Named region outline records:

------

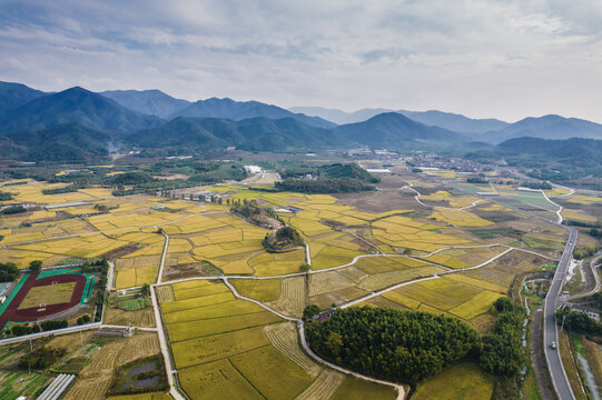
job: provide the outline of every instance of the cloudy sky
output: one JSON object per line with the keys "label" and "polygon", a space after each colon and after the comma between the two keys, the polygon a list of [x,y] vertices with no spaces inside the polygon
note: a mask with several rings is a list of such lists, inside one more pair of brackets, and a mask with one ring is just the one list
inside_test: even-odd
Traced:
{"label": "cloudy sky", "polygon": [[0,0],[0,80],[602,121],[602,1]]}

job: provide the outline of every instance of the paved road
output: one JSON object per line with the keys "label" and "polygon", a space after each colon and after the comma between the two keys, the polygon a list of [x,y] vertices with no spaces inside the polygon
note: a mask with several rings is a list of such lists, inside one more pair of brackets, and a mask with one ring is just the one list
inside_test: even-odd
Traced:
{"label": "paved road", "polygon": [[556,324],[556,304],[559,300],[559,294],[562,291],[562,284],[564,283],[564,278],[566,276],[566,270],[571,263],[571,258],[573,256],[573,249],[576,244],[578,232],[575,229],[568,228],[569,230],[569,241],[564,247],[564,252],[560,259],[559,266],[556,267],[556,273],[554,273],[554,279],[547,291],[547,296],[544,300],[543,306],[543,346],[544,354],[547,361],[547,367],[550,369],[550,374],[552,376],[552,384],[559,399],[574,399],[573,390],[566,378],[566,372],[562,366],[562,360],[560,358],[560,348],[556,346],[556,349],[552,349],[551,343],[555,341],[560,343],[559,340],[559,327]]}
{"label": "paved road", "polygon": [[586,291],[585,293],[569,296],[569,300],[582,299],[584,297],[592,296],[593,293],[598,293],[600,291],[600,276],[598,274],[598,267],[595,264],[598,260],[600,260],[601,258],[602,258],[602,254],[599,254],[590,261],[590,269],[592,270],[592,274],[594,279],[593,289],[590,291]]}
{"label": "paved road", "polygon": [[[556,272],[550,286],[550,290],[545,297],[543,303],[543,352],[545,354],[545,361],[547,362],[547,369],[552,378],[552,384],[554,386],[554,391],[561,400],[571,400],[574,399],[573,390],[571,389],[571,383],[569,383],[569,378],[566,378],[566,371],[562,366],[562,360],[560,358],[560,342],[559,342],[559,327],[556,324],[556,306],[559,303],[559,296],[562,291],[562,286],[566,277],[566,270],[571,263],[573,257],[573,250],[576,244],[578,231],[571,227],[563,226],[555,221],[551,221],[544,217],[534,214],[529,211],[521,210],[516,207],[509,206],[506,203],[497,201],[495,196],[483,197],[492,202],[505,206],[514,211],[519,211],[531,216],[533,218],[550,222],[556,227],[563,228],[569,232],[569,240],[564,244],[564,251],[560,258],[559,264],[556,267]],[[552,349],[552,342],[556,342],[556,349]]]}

------

Given instruction:
Copy out the records above in full, exactly as written, but not the pictures.

Task answer:
job: provide the outline of every instance of the cloudy sky
output: one JSON object per line with the keys "label" and "polygon", a space after each colon and after the comma between the two keys, the polygon a list of [x,y] vertices with no spaces inside the polygon
note: a mask with several rings is a list of such lists, inside one more pair of brackets, and a mask with one ring is just the one list
inside_test: even-odd
Traced:
{"label": "cloudy sky", "polygon": [[0,0],[0,80],[602,121],[602,1]]}

job: provide the outline of every instance of the paved road
output: one JSON object per line with the keys "label" and "polygon", a space after each colon and after the comma between the two keys, the polygon a list of [x,y] vertices with no spaces inside the polygon
note: a mask with several rings is a list of such lists, inside one more pair of brackets, and a mask with one ring is just the one list
inside_test: even-odd
Traced:
{"label": "paved road", "polygon": [[556,324],[556,304],[559,300],[559,294],[562,291],[562,284],[564,283],[564,278],[566,276],[566,270],[571,263],[571,258],[573,256],[573,249],[576,244],[578,232],[575,229],[568,228],[569,230],[569,241],[564,247],[564,252],[560,259],[559,266],[556,267],[556,273],[554,273],[554,279],[547,291],[547,296],[544,300],[543,306],[543,346],[544,354],[547,361],[547,367],[550,369],[550,374],[552,376],[552,384],[559,399],[574,399],[573,390],[566,378],[566,372],[562,366],[562,360],[560,358],[560,348],[556,346],[556,349],[552,349],[551,343],[555,341],[560,343],[559,340],[559,327]]}
{"label": "paved road", "polygon": [[586,291],[585,293],[569,296],[569,300],[582,299],[584,297],[592,296],[593,293],[598,293],[600,291],[600,276],[598,274],[598,267],[595,264],[598,260],[600,260],[601,258],[602,258],[602,254],[599,254],[590,261],[590,269],[592,270],[592,274],[594,279],[593,289],[590,291]]}
{"label": "paved road", "polygon": [[[556,272],[550,286],[550,290],[545,297],[543,303],[543,352],[545,354],[545,361],[547,362],[547,369],[552,378],[552,384],[554,386],[554,391],[561,400],[571,400],[574,399],[573,390],[571,389],[571,383],[569,383],[569,378],[566,378],[566,371],[562,366],[562,360],[560,358],[560,342],[559,342],[559,327],[556,324],[556,306],[559,303],[559,296],[562,291],[562,286],[566,277],[566,270],[571,263],[573,257],[573,250],[576,244],[578,231],[571,227],[563,226],[555,221],[551,221],[544,217],[534,214],[529,211],[521,210],[516,207],[509,206],[506,203],[497,201],[495,196],[483,197],[492,202],[505,206],[514,211],[519,211],[531,216],[533,218],[550,222],[556,227],[563,228],[569,232],[569,240],[564,244],[564,251],[560,258],[559,264],[556,267]],[[552,349],[552,342],[556,342],[556,349]]]}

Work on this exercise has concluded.